**What the exercise asks**
Rewrite all the data below, substituting "one point per object" for every occurrence of "one marker per instance" and leaving everything else the same. Omit the pictures from your answer.

---*---

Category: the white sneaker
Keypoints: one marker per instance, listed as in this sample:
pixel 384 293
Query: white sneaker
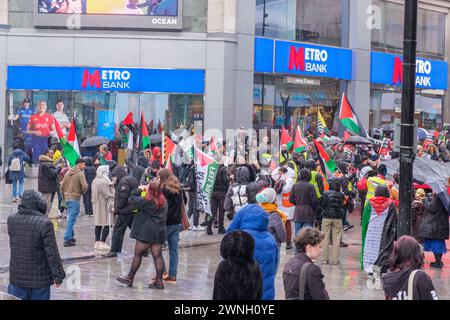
pixel 103 246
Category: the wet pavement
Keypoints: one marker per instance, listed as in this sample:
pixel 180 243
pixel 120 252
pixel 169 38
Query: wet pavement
pixel 91 277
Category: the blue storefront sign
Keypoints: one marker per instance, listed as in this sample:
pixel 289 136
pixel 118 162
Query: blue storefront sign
pixel 105 79
pixel 302 59
pixel 387 69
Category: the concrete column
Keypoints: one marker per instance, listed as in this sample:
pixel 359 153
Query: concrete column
pixel 360 43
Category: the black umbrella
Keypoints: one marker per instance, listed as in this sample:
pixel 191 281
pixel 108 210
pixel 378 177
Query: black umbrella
pixel 94 142
pixel 358 140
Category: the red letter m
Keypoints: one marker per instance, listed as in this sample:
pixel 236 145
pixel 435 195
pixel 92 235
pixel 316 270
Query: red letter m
pixel 297 58
pixel 398 71
pixel 93 79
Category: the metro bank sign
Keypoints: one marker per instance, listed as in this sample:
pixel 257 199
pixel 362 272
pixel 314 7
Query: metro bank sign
pixel 388 69
pixel 107 79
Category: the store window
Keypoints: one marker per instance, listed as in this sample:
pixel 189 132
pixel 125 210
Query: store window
pixel 302 20
pixel 291 100
pixel 430 30
pixel 386 105
pixel 97 114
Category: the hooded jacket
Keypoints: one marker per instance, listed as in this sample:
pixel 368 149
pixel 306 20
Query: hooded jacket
pixel 254 220
pixel 74 184
pixel 47 175
pixel 242 176
pixel 395 285
pixel 125 185
pixel 35 261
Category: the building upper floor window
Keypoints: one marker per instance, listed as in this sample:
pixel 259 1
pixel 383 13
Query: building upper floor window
pixel 430 30
pixel 316 21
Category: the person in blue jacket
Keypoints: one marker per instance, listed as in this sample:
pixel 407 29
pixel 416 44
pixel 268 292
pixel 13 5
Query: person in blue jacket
pixel 254 220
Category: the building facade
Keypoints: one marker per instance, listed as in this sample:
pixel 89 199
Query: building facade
pixel 213 64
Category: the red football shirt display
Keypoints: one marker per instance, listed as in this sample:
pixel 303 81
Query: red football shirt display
pixel 42 123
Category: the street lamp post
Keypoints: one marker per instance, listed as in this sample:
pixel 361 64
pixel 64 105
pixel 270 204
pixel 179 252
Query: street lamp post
pixel 407 154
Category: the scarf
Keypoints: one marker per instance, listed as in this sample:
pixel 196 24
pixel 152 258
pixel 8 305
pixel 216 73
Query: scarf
pixel 272 207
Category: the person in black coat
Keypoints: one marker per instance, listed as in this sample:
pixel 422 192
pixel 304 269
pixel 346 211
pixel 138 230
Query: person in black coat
pixel 218 198
pixel 149 230
pixel 35 263
pixel 435 229
pixel 90 172
pixel 175 200
pixel 238 276
pixel 122 208
pixel 47 178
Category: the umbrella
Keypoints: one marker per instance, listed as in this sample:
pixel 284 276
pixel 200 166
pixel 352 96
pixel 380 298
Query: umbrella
pixel 94 141
pixel 358 140
pixel 422 134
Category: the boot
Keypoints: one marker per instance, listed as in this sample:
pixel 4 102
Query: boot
pixel 128 279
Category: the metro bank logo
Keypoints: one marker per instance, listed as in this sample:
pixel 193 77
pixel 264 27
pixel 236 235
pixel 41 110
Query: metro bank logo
pixel 308 59
pixel 106 79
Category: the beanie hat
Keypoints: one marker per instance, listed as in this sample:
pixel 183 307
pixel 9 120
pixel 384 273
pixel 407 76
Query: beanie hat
pixel 268 195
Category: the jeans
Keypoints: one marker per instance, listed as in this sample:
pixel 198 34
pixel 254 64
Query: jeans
pixel 17 193
pixel 73 210
pixel 173 236
pixel 29 293
pixel 299 225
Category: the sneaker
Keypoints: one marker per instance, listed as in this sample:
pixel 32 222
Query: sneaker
pixel 69 243
pixel 170 279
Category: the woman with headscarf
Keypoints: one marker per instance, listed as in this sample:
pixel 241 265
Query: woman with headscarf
pixel 103 206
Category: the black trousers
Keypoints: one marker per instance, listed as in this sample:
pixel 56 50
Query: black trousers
pixel 123 222
pixel 217 206
pixel 87 201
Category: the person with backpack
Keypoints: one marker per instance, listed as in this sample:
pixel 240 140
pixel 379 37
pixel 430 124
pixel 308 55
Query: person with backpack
pixel 301 269
pixel 405 279
pixel 16 171
pixel 242 192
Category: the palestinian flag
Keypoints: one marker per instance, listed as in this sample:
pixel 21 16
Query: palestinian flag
pixel 206 171
pixel 378 222
pixel 144 138
pixel 69 144
pixel 167 147
pixel 327 161
pixel 349 120
pixel 286 138
pixel 213 146
pixel 299 141
pixel 321 124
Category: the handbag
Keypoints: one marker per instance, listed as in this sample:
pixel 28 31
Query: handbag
pixel 185 225
pixel 7 179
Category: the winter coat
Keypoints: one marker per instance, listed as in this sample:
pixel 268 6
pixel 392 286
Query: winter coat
pixel 314 285
pixel 125 185
pixel 149 224
pixel 102 202
pixel 174 203
pixel 332 204
pixel 276 228
pixel 417 212
pixel 222 180
pixel 74 184
pixel 303 195
pixel 18 175
pixel 435 220
pixel 47 175
pixel 242 176
pixel 35 261
pixel 395 285
pixel 254 220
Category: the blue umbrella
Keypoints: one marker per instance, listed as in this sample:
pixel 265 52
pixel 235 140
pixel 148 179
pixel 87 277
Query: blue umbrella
pixel 422 134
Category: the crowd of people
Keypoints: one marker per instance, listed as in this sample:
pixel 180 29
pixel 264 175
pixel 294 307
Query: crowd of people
pixel 272 204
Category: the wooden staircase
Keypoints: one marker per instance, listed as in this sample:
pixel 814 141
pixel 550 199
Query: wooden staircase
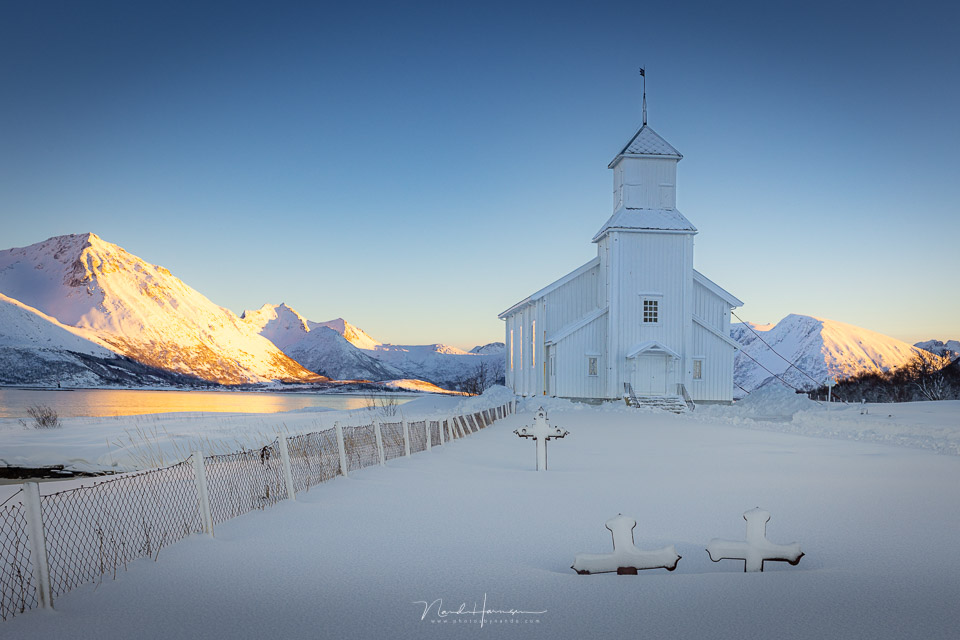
pixel 674 404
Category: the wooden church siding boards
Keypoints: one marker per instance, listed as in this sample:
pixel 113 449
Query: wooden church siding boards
pixel 636 313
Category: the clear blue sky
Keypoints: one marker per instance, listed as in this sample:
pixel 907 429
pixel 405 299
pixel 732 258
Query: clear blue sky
pixel 418 168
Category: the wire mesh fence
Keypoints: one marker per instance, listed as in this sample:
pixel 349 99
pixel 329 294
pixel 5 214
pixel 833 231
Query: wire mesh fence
pixel 392 435
pixel 17 593
pixel 418 436
pixel 94 531
pixel 243 481
pixel 314 458
pixel 360 446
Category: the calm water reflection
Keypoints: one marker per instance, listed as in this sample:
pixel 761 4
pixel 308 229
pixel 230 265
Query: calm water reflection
pixel 108 402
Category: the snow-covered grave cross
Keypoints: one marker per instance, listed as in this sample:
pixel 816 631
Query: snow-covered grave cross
pixel 626 559
pixel 756 549
pixel 541 431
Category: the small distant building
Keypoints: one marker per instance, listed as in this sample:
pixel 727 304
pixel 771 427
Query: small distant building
pixel 639 312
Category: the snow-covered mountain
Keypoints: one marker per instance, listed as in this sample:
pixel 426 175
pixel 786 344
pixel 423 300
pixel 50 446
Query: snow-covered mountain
pixel 130 307
pixel 489 349
pixel 950 348
pixel 820 348
pixel 439 363
pixel 340 350
pixel 354 335
pixel 317 346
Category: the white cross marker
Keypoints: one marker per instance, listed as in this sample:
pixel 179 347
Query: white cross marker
pixel 541 431
pixel 626 559
pixel 756 549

---*---

**Reply**
Category: the white sneaker
Keypoints: one point per object, listed as in this sample:
pixel 384 293
Query: white sneaker
pixel 103 246
Category: the wet pavement
Keypoints: one point per object, listed as in this sample:
pixel 180 243
pixel 120 252
pixel 169 38
Query: wet pavement
pixel 91 277
Category: the blue storefront sign
Keypoints: one point per object, listed as in this sample:
pixel 289 136
pixel 118 162
Query: blue storefront sign
pixel 105 79
pixel 302 59
pixel 387 69
Category: the concrete column
Keypoints: one point per object, listed as in this sample:
pixel 359 153
Query: concrete column
pixel 360 43
Category: the black umbrella
Keypoints: one point per object, listed as in this sample:
pixel 191 281
pixel 108 210
pixel 378 177
Query: black umbrella
pixel 94 142
pixel 358 140
Category: the red letter m
Keypoints: one point per object, listed as in this sample:
pixel 236 145
pixel 435 195
pixel 92 235
pixel 316 270
Query: red letter m
pixel 297 58
pixel 398 71
pixel 93 79
Category: the metro bank sign
Keypoints: one point per object, listed as in this sample:
pixel 257 199
pixel 362 272
pixel 314 7
Query: metro bank sign
pixel 388 69
pixel 107 79
Category: the store window
Keypoints: one point per object, listed as in this sample:
pixel 189 132
pixel 125 210
Query: store window
pixel 302 20
pixel 291 100
pixel 430 30
pixel 386 105
pixel 97 114
Category: the hooded jacket
Keypoints: one point per object, listed as in this sample:
pixel 368 149
pixel 306 20
Query: hooded jacket
pixel 254 220
pixel 74 184
pixel 47 175
pixel 242 176
pixel 395 285
pixel 125 185
pixel 35 261
Category: the building upper floor window
Keypoints: one point per object, listed as in this sample:
pixel 259 1
pixel 383 13
Query: building upper floor window
pixel 430 30
pixel 316 21
Category: the person in blue jacket
Keypoints: one point per object, listed as in this sample:
pixel 407 29
pixel 416 44
pixel 268 292
pixel 13 5
Query: person in blue jacket
pixel 254 220
Category: the building facade
Keypoints: one point per object, listed as in this sample:
pixel 89 199
Query: building facade
pixel 213 64
Category: the red football shirt display
Keypoints: one point per object, listed as in this sample:
pixel 303 81
Query: red football shirt display
pixel 42 123
Category: the street lamp post
Keypoints: one point per object, listed as in this sample:
pixel 361 64
pixel 64 105
pixel 270 204
pixel 179 252
Query: street lamp post
pixel 407 154
Category: the scarf
Keypoints: one point per object, listed as in this sample:
pixel 196 24
pixel 152 258
pixel 8 305
pixel 216 73
Query: scarf
pixel 272 207
Category: the person in black coat
Keypoints: one point per object, listed as in this sample:
pixel 422 192
pixel 304 269
pixel 346 211
pixel 138 230
Query: person in black coat
pixel 218 198
pixel 149 230
pixel 35 263
pixel 435 229
pixel 90 172
pixel 175 200
pixel 238 276
pixel 122 208
pixel 47 178
Category: the umbrella
Keypoints: one point per object, listed as in this sample:
pixel 284 276
pixel 200 166
pixel 352 96
pixel 380 298
Query: umbrella
pixel 94 141
pixel 358 140
pixel 422 134
Category: the boot
Keypoints: one point per object, listed as in this sample:
pixel 4 102
Query: boot
pixel 128 279
Category: the metro bank logo
Keypoints: one point per object, listed as in this sample:
pixel 193 77
pixel 264 27
pixel 236 235
pixel 41 110
Query: metro bank logo
pixel 308 59
pixel 106 79
Category: the beanie hat
Keypoints: one point per object, listed as in this sample:
pixel 183 307
pixel 9 120
pixel 384 273
pixel 407 76
Query: beanie hat
pixel 268 195
Category: the jeans
Keypoints: one point per object, listed as in this sample:
pixel 198 34
pixel 254 64
Query: jeans
pixel 17 193
pixel 73 210
pixel 173 236
pixel 29 293
pixel 299 225
Category: the sneaker
Keypoints: one point per object, listed as in this sample:
pixel 32 222
Query: sneaker
pixel 69 243
pixel 170 279
Category: the woman with headscarf
Keypoints: one point per object, listed as in this sample:
pixel 241 265
Query: woman with headscarf
pixel 103 206
Category: the black trousers
Keypoints: one point per object, listed as in this sample:
pixel 56 50
Query: black trousers
pixel 123 222
pixel 217 206
pixel 87 201
Category: the person with backpack
Keypoints: one point per object, listed as in this sample:
pixel 240 140
pixel 379 37
pixel 430 124
pixel 308 55
Query: person with backpack
pixel 301 269
pixel 405 279
pixel 16 171
pixel 242 192
Category: the palestinian flag
Keypoints: one point per object, listed as in this sample:
pixel 21 16
Query: palestinian flag
pixel 206 171
pixel 378 222
pixel 144 138
pixel 69 144
pixel 167 147
pixel 327 161
pixel 349 120
pixel 286 138
pixel 213 146
pixel 299 141
pixel 321 124
Category: the handbag
Keypoints: one point per object, listed as in this sample:
pixel 28 31
Query: handbag
pixel 185 225
pixel 7 179
Category: the winter coat
Keypoints: one point per object, listed as in this sample:
pixel 268 6
pixel 392 286
Query: winter coat
pixel 314 285
pixel 125 185
pixel 149 224
pixel 102 202
pixel 174 203
pixel 332 204
pixel 276 228
pixel 417 212
pixel 222 180
pixel 74 184
pixel 303 195
pixel 18 175
pixel 435 220
pixel 47 175
pixel 242 176
pixel 35 261
pixel 395 285
pixel 254 220
Category: the blue umbrella
Keypoints: one point per object, listed as in this sample:
pixel 265 52
pixel 235 140
pixel 148 179
pixel 87 277
Query: blue umbrella
pixel 422 134
Category: the crowd of people
Keypoints: one point per object, listed as in this sample:
pixel 180 29
pixel 264 175
pixel 294 307
Query: crowd of people
pixel 272 204
Category: the wooden staircase
Keypoints: one point per object, listed as in this sample:
pixel 814 141
pixel 550 199
Query: wooden staircase
pixel 674 404
Category: the wooden church siding boards
Keypoints: one point per object, listed as in this sample:
pixel 113 449
Query: wooden church siding boards
pixel 636 313
Category: the clear blue sky
Keypoints: one point per object, listed as in this sample:
pixel 907 429
pixel 405 299
pixel 732 258
Query: clear blue sky
pixel 418 168
Category: the wire mesh fence
Keypoints: one point per object, listed as in this sample:
pixel 349 99
pixel 329 294
pixel 5 214
pixel 833 231
Query: wire mesh fence
pixel 392 435
pixel 17 593
pixel 418 436
pixel 94 531
pixel 243 481
pixel 314 458
pixel 360 446
Category: the calm water reflection
Keypoints: one point per object, listed as in this sample:
pixel 761 4
pixel 308 229
pixel 230 265
Query: calm water reflection
pixel 108 402
Category: the snow-covered grave cross
Keypoints: one point per object, listed as in this sample:
pixel 816 631
Query: snow-covered grave cross
pixel 626 559
pixel 756 549
pixel 541 431
Category: the small distant building
Keypoints: one point per object, listed as in this sample:
pixel 727 304
pixel 771 427
Query: small distant building
pixel 639 312
Category: the snow-covered mountain
Keypoints: one point per object, listed as in this sample:
pixel 426 175
pixel 786 344
pixel 423 300
pixel 50 446
Query: snow-covered mountain
pixel 130 307
pixel 489 349
pixel 950 348
pixel 820 348
pixel 439 363
pixel 340 350
pixel 354 335
pixel 317 346
Category: the white cross marker
Keypoints: one point per object, listed as in this sample:
pixel 179 347
Query: white cross marker
pixel 541 431
pixel 626 559
pixel 756 549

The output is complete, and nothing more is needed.